Data supplied
◇ ◇ ◇ ◇ ◇ ◇ ◇

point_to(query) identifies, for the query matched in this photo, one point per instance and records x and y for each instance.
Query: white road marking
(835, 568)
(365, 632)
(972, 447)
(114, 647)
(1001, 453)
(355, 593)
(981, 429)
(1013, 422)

◇ ◇ ◇ ◇ ◇ ◇ ◇

Work to be completed
Copy the data above line for line, with no changes.

Reply to the exercise
point_to(query) identifies, for the query matched in this photo, one point per instance and records x and y for each instance.
Query: white road marking
(835, 568)
(365, 632)
(972, 447)
(114, 647)
(1001, 453)
(355, 593)
(981, 429)
(1013, 422)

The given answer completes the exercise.